Exercise objective -
Starting with the line that contains "Locate every instance of the frescoed", copy every remaining line of the data below exactly, the last one included.

[Point localization data]
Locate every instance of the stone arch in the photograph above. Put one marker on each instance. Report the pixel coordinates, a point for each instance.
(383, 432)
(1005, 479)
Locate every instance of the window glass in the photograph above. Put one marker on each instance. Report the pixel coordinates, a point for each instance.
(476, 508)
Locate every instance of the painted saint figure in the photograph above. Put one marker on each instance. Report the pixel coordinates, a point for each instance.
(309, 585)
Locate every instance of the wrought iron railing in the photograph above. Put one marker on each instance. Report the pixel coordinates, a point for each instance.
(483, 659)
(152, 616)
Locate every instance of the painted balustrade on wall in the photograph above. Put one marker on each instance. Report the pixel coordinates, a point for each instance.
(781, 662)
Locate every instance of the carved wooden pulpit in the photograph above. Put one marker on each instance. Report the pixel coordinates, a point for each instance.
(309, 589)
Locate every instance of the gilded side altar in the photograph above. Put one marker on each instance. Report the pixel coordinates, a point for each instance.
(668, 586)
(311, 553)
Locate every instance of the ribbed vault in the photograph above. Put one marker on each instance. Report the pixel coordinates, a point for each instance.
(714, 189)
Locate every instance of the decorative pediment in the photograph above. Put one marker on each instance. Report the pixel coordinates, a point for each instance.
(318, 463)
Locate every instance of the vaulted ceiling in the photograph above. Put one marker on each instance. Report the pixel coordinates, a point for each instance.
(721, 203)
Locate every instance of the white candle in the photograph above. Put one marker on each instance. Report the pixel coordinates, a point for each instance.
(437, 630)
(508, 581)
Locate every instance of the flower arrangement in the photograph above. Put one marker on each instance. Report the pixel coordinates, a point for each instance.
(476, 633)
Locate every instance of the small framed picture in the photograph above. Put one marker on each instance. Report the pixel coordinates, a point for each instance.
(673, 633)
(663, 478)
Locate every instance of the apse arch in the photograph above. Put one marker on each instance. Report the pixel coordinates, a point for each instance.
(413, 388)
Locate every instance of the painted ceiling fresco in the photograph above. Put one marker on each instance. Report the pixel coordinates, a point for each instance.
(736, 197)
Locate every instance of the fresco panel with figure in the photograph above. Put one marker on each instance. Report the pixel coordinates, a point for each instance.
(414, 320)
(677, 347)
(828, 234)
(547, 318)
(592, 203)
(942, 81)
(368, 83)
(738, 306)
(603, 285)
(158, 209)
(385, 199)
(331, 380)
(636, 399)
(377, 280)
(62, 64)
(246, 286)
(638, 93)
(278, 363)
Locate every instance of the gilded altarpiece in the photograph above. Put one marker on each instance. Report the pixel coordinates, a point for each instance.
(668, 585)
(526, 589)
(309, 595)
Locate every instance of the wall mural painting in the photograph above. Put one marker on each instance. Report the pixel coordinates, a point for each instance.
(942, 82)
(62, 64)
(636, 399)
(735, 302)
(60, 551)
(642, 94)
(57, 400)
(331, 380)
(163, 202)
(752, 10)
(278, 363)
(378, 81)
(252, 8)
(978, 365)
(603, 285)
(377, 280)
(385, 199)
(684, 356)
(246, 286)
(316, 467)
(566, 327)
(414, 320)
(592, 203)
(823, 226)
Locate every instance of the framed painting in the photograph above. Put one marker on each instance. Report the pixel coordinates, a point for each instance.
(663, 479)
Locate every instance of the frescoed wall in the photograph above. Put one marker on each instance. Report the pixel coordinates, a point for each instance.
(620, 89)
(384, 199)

Expected answer -
Locate every instance of the frescoed wall in the photograph above. Put one marker on each instance. Report the pixel coordinates, a point for each instance.
(620, 89)
(384, 199)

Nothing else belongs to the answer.